▶ [YOUR OBJECTIVE]
Rewrite the entries below as a two-column CSV with the headers text and points, one row per entry, starting at the first entry and ending at the line containing "pixel 733 349". Put each field in quotation marks, turn line breaks into spaces, and leave the pictures out.

-------- PROVIDED RECORDS

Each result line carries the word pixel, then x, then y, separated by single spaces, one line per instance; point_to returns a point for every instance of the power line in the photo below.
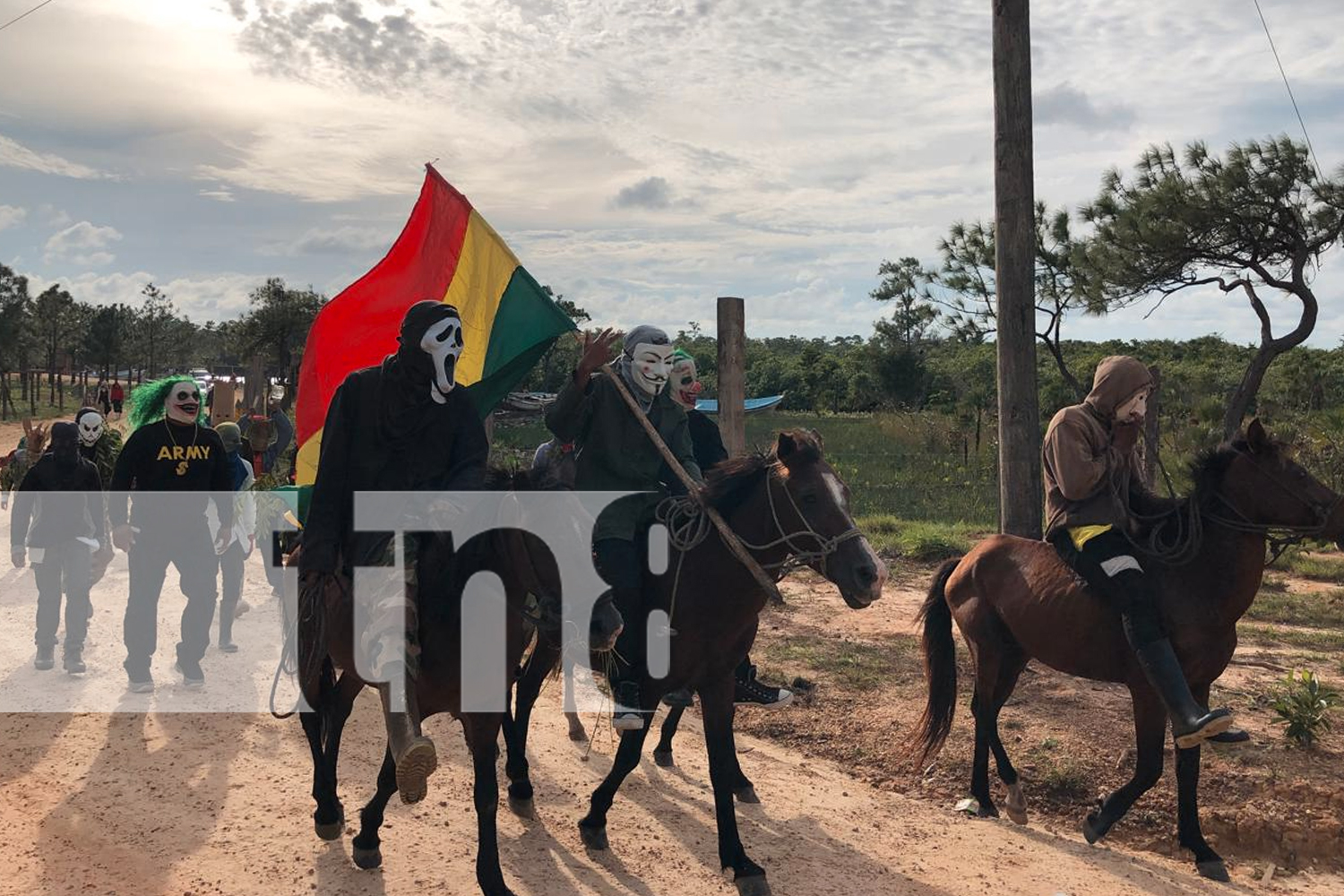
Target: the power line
pixel 1289 88
pixel 24 15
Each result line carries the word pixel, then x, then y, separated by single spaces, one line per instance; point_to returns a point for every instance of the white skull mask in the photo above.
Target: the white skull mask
pixel 443 341
pixel 650 366
pixel 90 427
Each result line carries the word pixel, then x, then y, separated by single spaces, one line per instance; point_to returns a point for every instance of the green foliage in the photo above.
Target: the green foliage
pixel 1303 707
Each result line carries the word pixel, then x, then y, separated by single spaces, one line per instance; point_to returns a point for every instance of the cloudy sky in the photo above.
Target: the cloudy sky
pixel 642 156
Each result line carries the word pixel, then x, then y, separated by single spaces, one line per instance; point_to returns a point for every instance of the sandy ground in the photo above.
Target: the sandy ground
pixel 145 796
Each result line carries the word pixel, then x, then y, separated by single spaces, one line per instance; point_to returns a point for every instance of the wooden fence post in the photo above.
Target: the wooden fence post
pixel 733 349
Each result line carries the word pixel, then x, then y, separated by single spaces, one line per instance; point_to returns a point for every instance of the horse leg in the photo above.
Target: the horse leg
pixel 1010 669
pixel 663 753
pixel 1150 732
pixel 1207 861
pixel 481 731
pixel 516 726
pixel 593 825
pixel 717 708
pixel 366 852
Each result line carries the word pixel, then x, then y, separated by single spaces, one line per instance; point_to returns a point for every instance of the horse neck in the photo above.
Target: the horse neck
pixel 1228 564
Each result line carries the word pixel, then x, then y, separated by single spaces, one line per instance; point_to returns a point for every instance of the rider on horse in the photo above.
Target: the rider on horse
pixel 398 426
pixel 1094 497
pixel 615 454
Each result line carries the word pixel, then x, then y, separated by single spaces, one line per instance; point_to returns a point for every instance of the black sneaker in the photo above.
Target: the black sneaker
pixel 73 662
pixel 752 692
pixel 191 675
pixel 680 697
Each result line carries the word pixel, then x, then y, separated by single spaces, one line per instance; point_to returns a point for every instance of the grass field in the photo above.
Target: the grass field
pixel 908 466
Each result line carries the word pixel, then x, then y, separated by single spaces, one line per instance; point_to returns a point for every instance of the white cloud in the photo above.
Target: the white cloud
pixel 83 245
pixel 15 155
pixel 13 215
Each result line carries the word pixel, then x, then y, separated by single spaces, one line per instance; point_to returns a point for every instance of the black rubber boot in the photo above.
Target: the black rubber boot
pixel 1191 723
pixel 413 753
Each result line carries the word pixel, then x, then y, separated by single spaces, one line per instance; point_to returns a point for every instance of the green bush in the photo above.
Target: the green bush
pixel 1304 707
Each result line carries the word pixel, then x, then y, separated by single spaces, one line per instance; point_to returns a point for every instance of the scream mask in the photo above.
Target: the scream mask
pixel 65 445
pixel 430 344
pixel 647 360
pixel 183 402
pixel 685 387
pixel 90 426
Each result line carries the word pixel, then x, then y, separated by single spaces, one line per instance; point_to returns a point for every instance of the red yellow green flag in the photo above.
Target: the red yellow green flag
pixel 446 252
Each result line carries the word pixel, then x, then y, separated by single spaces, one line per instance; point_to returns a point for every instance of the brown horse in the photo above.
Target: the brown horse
pixel 325 643
pixel 1015 599
pixel 788 506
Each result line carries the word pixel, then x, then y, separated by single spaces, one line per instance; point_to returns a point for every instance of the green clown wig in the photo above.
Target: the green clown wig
pixel 147 402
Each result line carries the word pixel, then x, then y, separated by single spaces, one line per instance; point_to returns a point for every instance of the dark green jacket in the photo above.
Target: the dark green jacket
pixel 615 452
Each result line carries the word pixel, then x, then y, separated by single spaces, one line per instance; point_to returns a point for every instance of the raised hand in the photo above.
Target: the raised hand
pixel 597 351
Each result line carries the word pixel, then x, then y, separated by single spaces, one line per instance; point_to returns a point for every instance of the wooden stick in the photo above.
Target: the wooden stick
pixel 730 538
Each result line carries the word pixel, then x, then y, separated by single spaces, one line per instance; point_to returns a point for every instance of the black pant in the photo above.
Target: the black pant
pixel 621 565
pixel 1110 565
pixel 188 548
pixel 65 568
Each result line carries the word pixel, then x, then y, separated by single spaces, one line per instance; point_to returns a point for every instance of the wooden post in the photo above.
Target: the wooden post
pixel 1015 253
pixel 733 351
pixel 728 536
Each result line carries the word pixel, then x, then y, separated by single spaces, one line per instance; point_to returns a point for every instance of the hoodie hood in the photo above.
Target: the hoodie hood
pixel 1118 378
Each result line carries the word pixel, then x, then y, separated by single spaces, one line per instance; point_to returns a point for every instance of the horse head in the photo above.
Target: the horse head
pixel 1262 487
pixel 816 520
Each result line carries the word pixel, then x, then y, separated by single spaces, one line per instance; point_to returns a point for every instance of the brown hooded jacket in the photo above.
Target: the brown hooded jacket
pixel 1088 479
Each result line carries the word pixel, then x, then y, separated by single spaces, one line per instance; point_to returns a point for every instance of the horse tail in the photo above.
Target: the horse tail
pixel 940 653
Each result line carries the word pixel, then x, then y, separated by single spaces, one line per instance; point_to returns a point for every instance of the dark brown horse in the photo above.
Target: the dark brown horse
pixel 787 506
pixel 325 640
pixel 1015 599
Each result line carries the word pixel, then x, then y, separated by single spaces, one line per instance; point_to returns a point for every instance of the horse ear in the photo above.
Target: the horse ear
pixel 1257 438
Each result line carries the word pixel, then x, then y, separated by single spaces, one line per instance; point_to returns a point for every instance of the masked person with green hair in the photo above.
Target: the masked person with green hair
pixel 615 454
pixel 242 538
pixel 174 466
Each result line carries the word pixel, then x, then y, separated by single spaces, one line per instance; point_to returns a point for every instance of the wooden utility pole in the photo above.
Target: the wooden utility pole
pixel 733 352
pixel 1015 254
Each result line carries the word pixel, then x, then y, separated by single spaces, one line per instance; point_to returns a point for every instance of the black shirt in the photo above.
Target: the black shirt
pixel 187 460
pixel 67 504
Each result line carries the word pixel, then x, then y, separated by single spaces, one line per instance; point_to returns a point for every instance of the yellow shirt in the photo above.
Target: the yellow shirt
pixel 1081 535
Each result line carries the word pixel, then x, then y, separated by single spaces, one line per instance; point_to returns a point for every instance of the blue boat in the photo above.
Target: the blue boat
pixel 753 405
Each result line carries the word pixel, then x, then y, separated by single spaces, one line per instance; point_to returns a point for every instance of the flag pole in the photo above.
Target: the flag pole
pixel 730 538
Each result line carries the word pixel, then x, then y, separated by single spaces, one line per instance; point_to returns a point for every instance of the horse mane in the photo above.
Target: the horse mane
pixel 1210 465
pixel 731 481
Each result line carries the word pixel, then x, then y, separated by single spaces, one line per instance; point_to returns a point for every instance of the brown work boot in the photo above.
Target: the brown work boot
pixel 413 753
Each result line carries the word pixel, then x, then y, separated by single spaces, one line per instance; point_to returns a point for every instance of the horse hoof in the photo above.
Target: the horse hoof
pixel 1214 869
pixel 331 831
pixel 594 837
pixel 754 885
pixel 367 858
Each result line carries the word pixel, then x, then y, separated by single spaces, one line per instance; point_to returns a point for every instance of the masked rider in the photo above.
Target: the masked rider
pixel 616 454
pixel 400 426
pixel 1094 492
pixel 175 465
pixel 710 452
pixel 66 495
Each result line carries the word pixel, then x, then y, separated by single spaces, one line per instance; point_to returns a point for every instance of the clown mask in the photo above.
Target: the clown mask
pixel 685 387
pixel 650 367
pixel 183 402
pixel 90 426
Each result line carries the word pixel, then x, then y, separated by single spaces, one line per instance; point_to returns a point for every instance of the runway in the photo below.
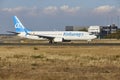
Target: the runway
pixel 60 44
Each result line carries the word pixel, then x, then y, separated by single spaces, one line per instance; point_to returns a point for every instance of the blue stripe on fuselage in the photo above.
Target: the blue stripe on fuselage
pixel 73 34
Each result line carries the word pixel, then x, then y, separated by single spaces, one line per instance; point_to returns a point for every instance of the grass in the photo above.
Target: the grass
pixel 59 63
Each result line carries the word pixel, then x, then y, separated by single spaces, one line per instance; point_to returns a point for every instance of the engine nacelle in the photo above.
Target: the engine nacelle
pixel 57 39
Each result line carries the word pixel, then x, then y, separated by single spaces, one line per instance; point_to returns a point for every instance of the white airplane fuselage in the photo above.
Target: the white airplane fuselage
pixel 59 36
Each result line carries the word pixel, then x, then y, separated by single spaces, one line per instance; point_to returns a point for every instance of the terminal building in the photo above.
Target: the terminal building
pixel 99 31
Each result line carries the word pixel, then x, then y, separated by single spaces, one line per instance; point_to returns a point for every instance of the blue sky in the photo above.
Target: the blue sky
pixel 56 14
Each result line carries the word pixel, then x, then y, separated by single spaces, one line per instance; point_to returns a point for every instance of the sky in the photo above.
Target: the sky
pixel 54 15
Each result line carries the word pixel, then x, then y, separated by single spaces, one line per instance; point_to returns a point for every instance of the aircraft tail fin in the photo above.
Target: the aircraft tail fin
pixel 18 25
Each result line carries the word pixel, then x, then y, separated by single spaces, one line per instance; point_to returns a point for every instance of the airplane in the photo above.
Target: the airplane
pixel 52 36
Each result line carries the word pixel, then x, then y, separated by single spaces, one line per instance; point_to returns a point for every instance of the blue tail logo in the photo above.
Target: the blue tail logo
pixel 18 25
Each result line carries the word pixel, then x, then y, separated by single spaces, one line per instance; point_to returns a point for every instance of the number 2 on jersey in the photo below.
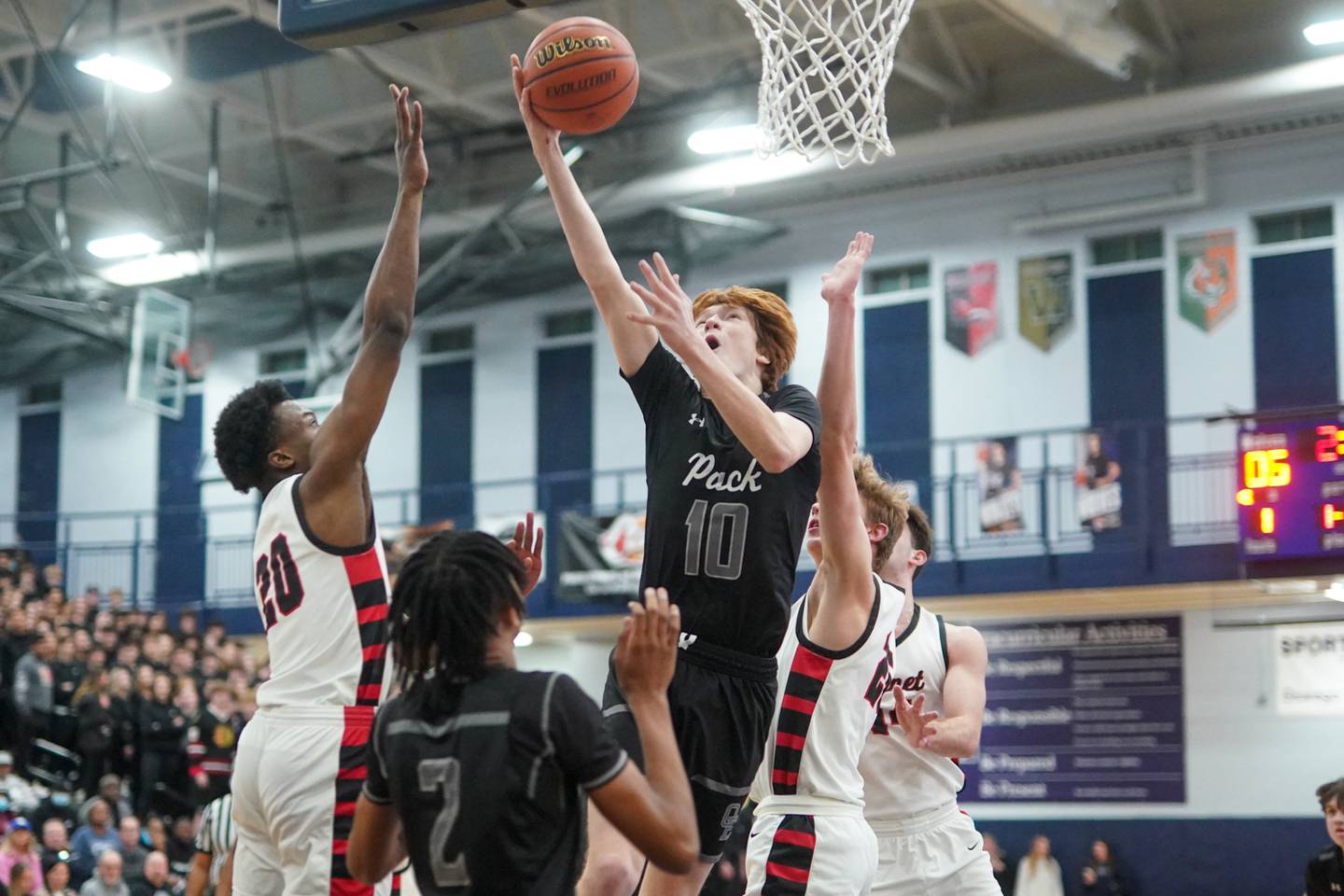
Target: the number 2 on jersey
pixel 278 568
pixel 711 544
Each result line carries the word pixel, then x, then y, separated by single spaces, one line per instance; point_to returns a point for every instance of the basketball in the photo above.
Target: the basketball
pixel 583 76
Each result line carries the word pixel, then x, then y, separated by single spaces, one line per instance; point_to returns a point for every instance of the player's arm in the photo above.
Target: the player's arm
pixel 653 813
pixel 777 440
pixel 845 538
pixel 588 244
pixel 339 449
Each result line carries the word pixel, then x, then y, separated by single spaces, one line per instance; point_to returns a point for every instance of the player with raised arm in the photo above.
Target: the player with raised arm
pixel 480 770
pixel 809 834
pixel 929 718
pixel 733 465
pixel 320 581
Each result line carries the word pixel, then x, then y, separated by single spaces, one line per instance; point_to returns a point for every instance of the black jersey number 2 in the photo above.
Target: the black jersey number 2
pixel 280 571
pixel 720 563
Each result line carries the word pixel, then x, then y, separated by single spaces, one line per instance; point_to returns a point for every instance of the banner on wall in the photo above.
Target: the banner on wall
pixel 601 556
pixel 971 299
pixel 1082 711
pixel 1207 271
pixel 1309 665
pixel 1044 299
pixel 1001 485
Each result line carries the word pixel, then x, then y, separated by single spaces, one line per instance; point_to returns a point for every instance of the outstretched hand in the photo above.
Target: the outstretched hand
pixel 412 165
pixel 525 546
pixel 843 280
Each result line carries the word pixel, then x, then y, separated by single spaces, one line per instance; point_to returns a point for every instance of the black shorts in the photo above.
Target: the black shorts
pixel 722 703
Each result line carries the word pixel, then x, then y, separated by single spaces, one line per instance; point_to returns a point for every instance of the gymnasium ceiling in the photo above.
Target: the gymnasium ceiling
pixel 964 66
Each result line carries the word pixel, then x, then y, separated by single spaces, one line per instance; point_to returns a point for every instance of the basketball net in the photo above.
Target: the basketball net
pixel 824 72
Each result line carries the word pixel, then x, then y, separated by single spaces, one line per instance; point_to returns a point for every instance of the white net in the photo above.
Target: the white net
pixel 824 72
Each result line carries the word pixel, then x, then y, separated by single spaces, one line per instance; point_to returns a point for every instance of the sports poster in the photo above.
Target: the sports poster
pixel 1044 299
pixel 1097 477
pixel 1207 272
pixel 599 556
pixel 971 297
pixel 1001 485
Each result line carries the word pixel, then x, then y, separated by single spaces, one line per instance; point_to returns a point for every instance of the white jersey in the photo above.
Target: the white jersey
pixel 902 780
pixel 825 708
pixel 324 610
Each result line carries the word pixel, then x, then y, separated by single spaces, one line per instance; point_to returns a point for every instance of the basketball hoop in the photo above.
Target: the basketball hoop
pixel 824 72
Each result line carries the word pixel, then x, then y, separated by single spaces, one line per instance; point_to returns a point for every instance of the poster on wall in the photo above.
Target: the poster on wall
pixel 601 556
pixel 1097 479
pixel 971 297
pixel 1207 272
pixel 1082 711
pixel 1001 485
pixel 1044 299
pixel 1309 669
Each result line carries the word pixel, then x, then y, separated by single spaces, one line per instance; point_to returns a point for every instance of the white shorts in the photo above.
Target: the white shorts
pixel 937 853
pixel 296 778
pixel 823 855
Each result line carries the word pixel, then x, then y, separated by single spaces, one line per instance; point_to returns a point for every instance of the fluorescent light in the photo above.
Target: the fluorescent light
pixel 715 141
pixel 153 269
pixel 125 73
pixel 124 246
pixel 1324 33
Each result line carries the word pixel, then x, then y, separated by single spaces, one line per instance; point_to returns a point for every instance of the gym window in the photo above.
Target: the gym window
pixel 1127 247
pixel 1292 226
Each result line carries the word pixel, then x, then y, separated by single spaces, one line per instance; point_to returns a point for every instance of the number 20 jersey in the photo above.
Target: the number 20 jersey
pixel 324 610
pixel 722 535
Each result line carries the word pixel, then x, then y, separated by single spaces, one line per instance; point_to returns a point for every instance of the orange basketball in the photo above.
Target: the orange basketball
pixel 583 76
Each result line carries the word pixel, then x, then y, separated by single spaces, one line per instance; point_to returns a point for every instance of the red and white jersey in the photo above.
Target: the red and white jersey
pixel 324 610
pixel 901 780
pixel 825 707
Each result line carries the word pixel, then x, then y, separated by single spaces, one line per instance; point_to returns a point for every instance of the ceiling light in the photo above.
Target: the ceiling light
pixel 153 269
pixel 125 73
pixel 1324 33
pixel 124 246
pixel 715 141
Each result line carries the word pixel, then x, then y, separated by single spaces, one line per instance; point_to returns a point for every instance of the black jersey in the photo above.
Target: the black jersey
pixel 722 535
pixel 491 789
pixel 1325 874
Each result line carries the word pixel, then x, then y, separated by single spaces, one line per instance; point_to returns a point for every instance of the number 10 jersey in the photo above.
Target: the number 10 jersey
pixel 324 610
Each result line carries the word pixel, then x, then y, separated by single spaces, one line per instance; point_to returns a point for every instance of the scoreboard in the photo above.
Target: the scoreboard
pixel 1291 491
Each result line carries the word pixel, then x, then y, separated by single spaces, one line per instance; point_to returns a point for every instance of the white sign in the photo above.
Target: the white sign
pixel 1309 661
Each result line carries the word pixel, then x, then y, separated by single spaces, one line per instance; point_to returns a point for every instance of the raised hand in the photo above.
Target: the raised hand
pixel 668 305
pixel 525 546
pixel 544 138
pixel 843 278
pixel 917 724
pixel 412 165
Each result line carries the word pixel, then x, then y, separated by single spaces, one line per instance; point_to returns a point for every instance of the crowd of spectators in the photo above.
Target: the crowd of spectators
pixel 116 727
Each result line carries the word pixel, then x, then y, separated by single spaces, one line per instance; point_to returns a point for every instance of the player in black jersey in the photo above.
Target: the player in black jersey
pixel 479 770
pixel 733 468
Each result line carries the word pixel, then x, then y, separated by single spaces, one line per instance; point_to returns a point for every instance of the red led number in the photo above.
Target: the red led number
pixel 278 569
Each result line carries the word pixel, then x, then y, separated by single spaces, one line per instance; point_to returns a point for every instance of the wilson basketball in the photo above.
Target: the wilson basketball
pixel 583 76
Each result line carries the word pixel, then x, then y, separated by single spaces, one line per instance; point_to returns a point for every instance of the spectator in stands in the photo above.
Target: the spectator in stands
pixel 57 876
pixel 1002 865
pixel 107 880
pixel 21 850
pixel 1325 872
pixel 1038 874
pixel 1102 875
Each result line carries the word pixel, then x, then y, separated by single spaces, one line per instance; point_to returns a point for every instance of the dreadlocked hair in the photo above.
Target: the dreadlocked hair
pixel 448 603
pixel 246 433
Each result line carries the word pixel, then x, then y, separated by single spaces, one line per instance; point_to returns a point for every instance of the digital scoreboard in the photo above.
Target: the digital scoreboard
pixel 1291 491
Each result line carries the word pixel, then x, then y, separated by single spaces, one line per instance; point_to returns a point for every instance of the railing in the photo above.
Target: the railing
pixel 1176 489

----------------

▶ [EXERCISE ANSWER]
text,points
"Each result line carries the word pixel, then x, then y, separated by single spaces, one line per instance; point_to returns a point for every instance of the power line in the photo below. Target: the power line","pixel 1289 88 pixel 24 15"
"Each result line carries the word pixel, then x, then y, separated by single spaces, one line per instance; point_to returns a point for every instance of the white skull mask in the photo above. Target: the white skull mask","pixel 443 341 pixel 650 366 pixel 90 427"
"Each result line carries the word pixel, then x, then y, separated by single spaces, one line per instance; point_to returns a point for every instance of the green foliage in the photo above. Target: the green foliage","pixel 1303 707"
"Each result line carries the word pixel, then x, then y, separated by single spaces, one line per instance; point_to returns a point for every instance of the cloudy sky in the photo above. Target: the cloudy sky","pixel 642 156"
"Each result line carries the word pixel, then x, then y, separated by single spaces, one line per instance; point_to returns a point for every instance of the sandy ground in the photo above. Target: the sandy ground","pixel 145 796"
"Each result line carries the word pixel, then x, then y, separated by single spaces, one line per instance; point_to returns a point for every instance of the wooden fence post in the photo above. Target: the wooden fence post","pixel 733 349"